Maiko
2025년 11월 5일
HQtest Emergency Travel Guidance: Restrict Travel to Cities as Bear Attacks Rise in Japan’s Northern and Mountain Regions
Summary
Japan is experiencing an unprecedented surge in wild bear incidents concentrated in northern and mountainous prefectures. Foreign visitors should avoid rural and forested areas where bear sightings and attacks have become frequent and restrict travel to well-populated urban centres for the time being.
What’s happening
Since April this year, Japan has seen a marked increase in bear intrusions into towns and villages, with animals appearing near schools, train stations, supermarkets and resorts. The Environment Ministry reports that more than 100 people have been injured and at least a dozen killed in bear-related incidents during the recent wave of attacks.
Why this is occurring
Experts link the surge to a mix of factors including poor mountain crop harvests that reduce natural food for bears, shifts in bear behavior, and broader environmental pressures that push wildlife closer to human settlements.
Regions with frequent bear activity (foreign visitors should avoid)
Akita Prefecture — hotspot for daily bear intrusions into residential and tourist areas.
Iwate Prefecture — reported concentration of dangerous encounters in mountainous communities.
Fukushima Prefecture — increased sightings and attacks reported in rural zones.
Other northern and mountainous prefectures where bears are moving into human settlements; err on the side of caution and avoid small towns, hiking trails, and isolated hot-spring resorts in these areas.

REQUIRED WORK:
(1) In one to three sentences, explain what the bear travel guidance gives as the causes of bears moving closer to human settlements.
(2) Substitute "mountain paths" for "hiking trails" in the Japan bear travel guidance. Then write out the passage that begins at the words "Akita Prefecture —" and stops after "in these areas.".
(3) Resume the Japan bear travel guidance after its final sentence, continuing in the same style.

AVAILABLE DATA:
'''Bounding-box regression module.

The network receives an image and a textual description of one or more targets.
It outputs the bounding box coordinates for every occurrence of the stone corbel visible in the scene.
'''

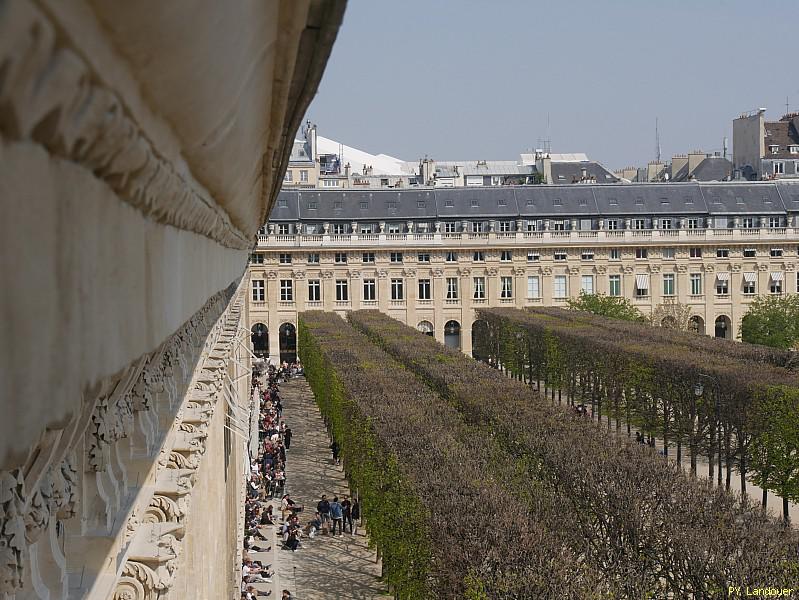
[113,522,184,600]
[0,469,28,594]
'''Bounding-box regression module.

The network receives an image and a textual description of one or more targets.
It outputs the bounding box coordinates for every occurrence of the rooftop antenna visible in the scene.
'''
[655,117,660,163]
[538,113,552,154]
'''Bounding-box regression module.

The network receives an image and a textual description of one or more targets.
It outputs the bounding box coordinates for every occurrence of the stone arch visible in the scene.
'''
[688,315,705,335]
[250,323,269,358]
[416,321,435,337]
[472,319,491,362]
[444,321,461,350]
[713,315,732,340]
[278,323,297,363]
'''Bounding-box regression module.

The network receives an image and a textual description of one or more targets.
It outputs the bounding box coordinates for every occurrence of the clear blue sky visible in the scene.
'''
[308,0,799,168]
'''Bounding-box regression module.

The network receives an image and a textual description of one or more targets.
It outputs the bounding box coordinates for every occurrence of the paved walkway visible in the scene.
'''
[251,378,386,600]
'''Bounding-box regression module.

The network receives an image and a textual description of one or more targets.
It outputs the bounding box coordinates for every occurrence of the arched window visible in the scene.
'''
[714,315,732,340]
[444,321,461,350]
[689,315,705,335]
[416,321,434,337]
[250,323,269,358]
[280,323,297,363]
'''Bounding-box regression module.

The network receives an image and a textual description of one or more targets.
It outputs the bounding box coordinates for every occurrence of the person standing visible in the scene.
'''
[350,498,361,535]
[341,496,354,535]
[330,496,344,537]
[283,427,291,450]
[316,494,330,533]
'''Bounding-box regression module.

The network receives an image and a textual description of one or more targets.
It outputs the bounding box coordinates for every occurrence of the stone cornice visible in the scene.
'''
[0,0,252,249]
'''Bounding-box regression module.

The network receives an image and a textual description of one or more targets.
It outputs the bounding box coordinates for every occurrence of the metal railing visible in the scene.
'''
[258,227,799,249]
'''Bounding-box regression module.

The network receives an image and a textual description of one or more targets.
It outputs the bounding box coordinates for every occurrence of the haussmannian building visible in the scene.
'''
[248,182,799,360]
[0,0,345,600]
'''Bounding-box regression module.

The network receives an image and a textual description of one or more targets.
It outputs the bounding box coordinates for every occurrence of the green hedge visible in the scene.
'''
[299,312,603,600]
[349,311,799,598]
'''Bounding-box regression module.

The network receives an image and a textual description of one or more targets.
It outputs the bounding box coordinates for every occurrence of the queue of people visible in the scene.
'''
[241,363,302,600]
[241,361,361,600]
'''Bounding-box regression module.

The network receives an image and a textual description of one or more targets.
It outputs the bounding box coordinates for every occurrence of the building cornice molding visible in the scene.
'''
[0,0,252,249]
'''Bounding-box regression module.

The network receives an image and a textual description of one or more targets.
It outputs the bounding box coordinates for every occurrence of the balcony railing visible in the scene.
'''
[258,227,799,249]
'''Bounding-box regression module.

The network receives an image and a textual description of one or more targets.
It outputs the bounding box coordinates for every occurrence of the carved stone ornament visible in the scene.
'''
[0,2,251,249]
[0,470,27,594]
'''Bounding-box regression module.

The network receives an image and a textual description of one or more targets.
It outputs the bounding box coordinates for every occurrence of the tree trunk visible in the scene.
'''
[782,495,791,523]
[738,443,746,498]
[724,431,732,492]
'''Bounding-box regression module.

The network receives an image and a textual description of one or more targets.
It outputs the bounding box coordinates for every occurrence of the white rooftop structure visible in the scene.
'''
[317,135,413,175]
[521,152,590,165]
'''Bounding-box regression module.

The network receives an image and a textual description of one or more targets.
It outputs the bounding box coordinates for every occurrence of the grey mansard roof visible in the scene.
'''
[269,182,799,221]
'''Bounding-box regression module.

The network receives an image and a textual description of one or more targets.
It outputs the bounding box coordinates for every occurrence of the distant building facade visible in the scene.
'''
[248,182,799,359]
[732,109,799,180]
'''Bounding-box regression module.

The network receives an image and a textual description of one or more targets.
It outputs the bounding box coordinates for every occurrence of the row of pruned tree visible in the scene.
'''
[477,308,799,519]
[299,312,608,600]
[349,311,799,598]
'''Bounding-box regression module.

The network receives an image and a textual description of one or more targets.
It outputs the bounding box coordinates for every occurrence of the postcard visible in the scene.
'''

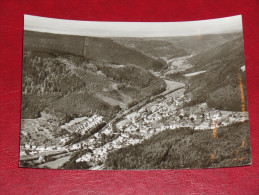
[19,15,251,170]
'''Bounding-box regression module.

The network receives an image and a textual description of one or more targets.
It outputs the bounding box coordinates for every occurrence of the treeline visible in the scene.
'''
[105,122,251,170]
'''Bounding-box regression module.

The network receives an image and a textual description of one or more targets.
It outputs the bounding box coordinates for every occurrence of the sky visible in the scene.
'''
[24,15,242,37]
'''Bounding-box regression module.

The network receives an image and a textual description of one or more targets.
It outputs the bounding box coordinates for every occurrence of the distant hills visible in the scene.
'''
[144,32,242,54]
[187,37,247,111]
[112,38,188,59]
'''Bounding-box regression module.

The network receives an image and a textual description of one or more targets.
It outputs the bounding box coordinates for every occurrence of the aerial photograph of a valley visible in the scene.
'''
[19,15,251,170]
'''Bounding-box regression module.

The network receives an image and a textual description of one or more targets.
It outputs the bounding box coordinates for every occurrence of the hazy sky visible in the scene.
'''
[24,15,242,37]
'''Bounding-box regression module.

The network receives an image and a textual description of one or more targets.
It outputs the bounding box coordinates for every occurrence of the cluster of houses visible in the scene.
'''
[73,89,248,169]
[75,114,103,135]
[20,143,63,156]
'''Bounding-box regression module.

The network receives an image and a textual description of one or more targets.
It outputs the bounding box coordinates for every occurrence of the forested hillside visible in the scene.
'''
[144,32,242,54]
[105,122,251,170]
[113,38,188,59]
[24,31,167,70]
[22,52,166,118]
[187,37,247,111]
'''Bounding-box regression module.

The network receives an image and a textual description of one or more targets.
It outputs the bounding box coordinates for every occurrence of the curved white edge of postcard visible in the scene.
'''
[24,15,243,37]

ANSWERS FOR THE TASKS:
(1) Experts link the surge to poor mountain crop harvests that reduce natural food for bears. They also point to shifts in bear behavior and to broader environmental pressures that push wildlife toward human settlements.

(2)
Akita Prefecture — hotspot for daily bear intrusions into residential and tourist areas.
Iwate Prefecture — reported concentration of dangerous encounters in mountainous communities.
Fukushima Prefecture — increased sightings and attacks reported in rural zones.
Other northern and mountainous prefectures where bears are moving into human settlements; err on the side of caution and avoid small towns, mountain paths, and isolated hot-spring resorts in these areas.

(3)
Travel guidance for foreign visitors
Restrict travel to major urban centres such as Tokyo, Osaka, Kyoto and other large cities where incidents are extremely rare and emergency response resources are readily available.
Avoid rural excursions: do not plan hiking, camping, mountain village visits, or hot-spring stays in the listed northern and mountainous prefectures until authorities declare the situation contained.
Follow local advisories: if you must travel within Japan, monitor municipal and prefectural safety notices and follow guidance from local authorities and your accommodation. Reports and countermeasures are evolving rapidly.
Practical safety tips for those already in Japan
Stay in populated areas and confirm with hotels or tour operators that your planned destinations have no active bear advisories.
Keep emergency numbers and the location of the nearest hospital or police station handy.
Do not approach or attempt to feed wildlife; report sightings to local authorities immediately.
Final note
This advisory is based on recent government and media reports documenting a significant spike in dangerous bear encounters across parts of northern Japan. For now, travellers should prioritise safety by limiting trips to safe urban environments until officials confirm the situation has stabilised.